** Start of Stored records **
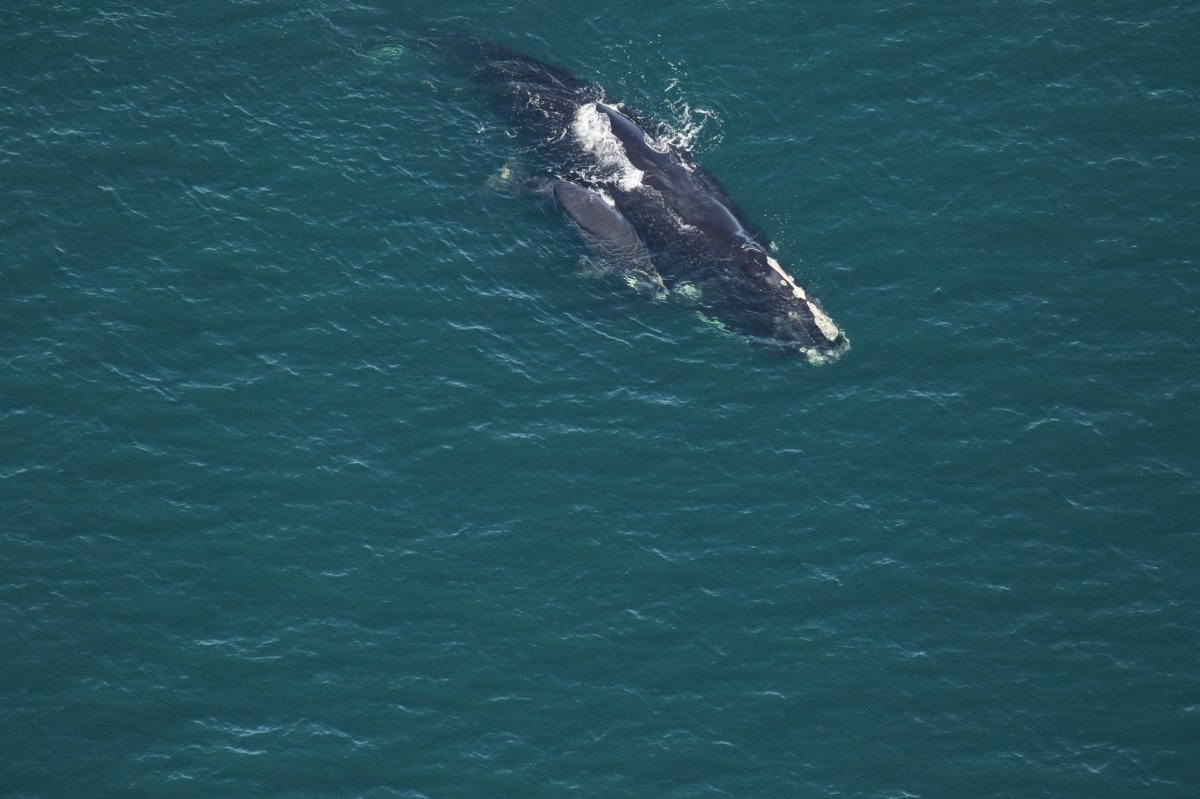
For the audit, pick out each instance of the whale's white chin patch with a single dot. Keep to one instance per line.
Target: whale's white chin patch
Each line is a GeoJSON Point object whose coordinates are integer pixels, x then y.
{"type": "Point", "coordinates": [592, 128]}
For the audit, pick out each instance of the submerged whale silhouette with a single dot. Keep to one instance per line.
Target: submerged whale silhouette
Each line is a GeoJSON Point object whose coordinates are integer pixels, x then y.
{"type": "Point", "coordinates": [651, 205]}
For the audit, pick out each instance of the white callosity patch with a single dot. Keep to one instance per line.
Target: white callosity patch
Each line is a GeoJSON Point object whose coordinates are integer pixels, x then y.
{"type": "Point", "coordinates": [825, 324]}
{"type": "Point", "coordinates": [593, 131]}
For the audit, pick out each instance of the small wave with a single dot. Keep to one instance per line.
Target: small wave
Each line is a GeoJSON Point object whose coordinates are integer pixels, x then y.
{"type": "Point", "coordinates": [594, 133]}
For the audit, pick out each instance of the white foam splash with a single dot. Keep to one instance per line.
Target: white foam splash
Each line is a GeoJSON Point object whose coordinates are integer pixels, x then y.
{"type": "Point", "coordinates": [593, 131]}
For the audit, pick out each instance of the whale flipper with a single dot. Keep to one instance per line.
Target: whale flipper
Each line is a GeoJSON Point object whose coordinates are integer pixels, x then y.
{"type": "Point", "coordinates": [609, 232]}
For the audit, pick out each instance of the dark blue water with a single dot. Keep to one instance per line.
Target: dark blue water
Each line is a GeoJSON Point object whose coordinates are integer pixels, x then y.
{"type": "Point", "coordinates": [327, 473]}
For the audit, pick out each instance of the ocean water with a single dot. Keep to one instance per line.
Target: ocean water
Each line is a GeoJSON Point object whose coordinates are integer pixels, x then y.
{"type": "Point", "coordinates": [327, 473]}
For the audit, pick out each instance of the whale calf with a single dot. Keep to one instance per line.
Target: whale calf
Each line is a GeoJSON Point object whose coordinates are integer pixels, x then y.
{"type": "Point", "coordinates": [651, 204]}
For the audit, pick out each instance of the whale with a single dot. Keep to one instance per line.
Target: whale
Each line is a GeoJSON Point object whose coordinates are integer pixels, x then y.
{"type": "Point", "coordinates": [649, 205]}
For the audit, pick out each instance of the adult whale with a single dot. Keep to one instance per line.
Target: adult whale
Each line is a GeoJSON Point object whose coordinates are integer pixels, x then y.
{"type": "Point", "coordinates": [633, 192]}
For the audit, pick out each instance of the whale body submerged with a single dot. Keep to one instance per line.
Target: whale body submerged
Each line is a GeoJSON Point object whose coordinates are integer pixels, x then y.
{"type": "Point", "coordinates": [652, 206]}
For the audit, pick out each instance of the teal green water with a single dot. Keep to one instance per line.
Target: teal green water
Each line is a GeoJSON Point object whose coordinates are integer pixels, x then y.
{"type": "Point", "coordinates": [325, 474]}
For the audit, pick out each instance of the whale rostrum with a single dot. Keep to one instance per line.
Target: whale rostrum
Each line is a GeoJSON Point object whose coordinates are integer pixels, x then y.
** End of Stored records **
** Start of Stored records **
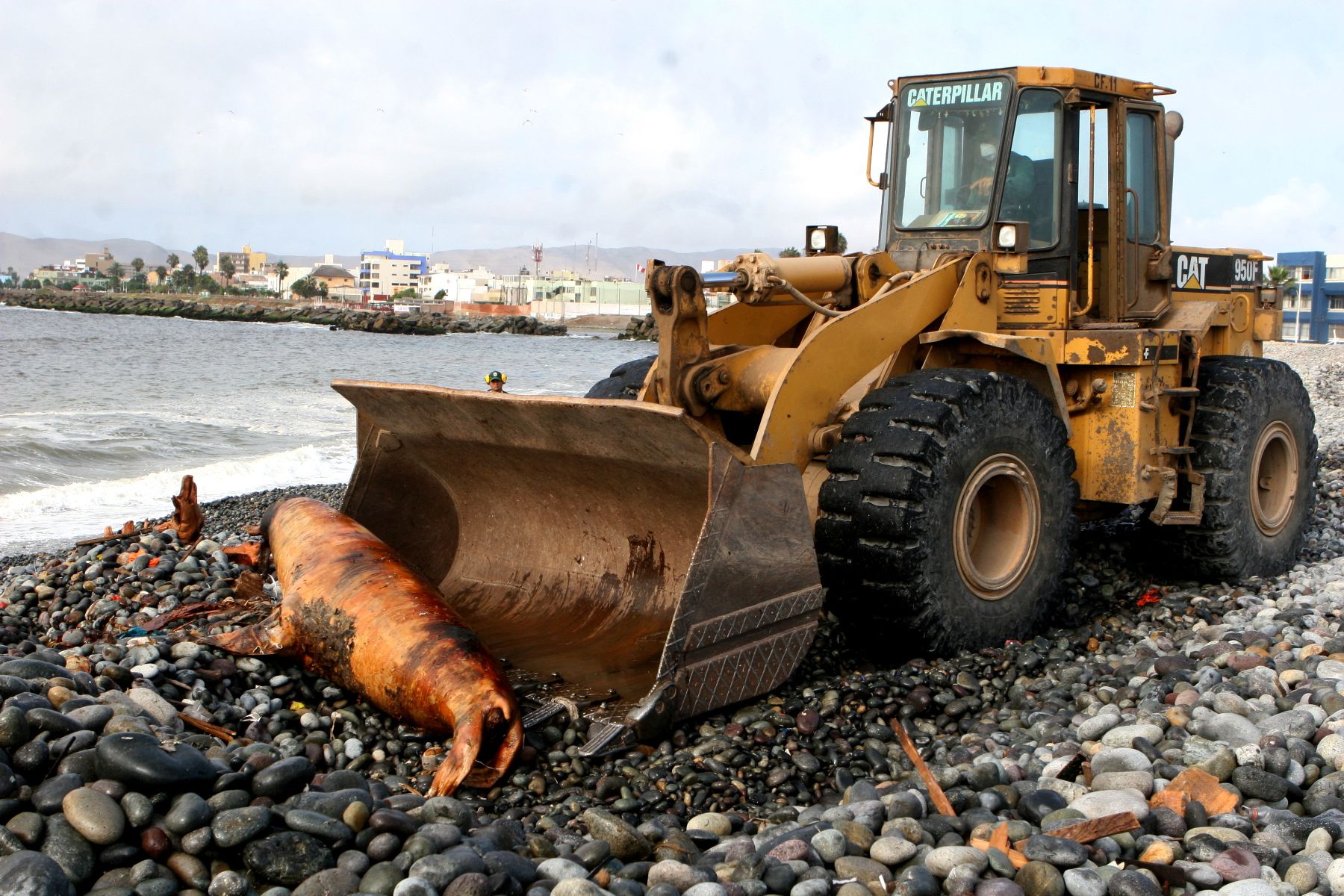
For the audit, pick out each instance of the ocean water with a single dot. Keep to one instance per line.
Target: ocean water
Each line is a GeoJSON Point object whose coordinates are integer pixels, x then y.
** End of Stored records **
• _Requirements_
Count the lines in the material above that contain the word "foam", and state only that number.

• _Written solution_
2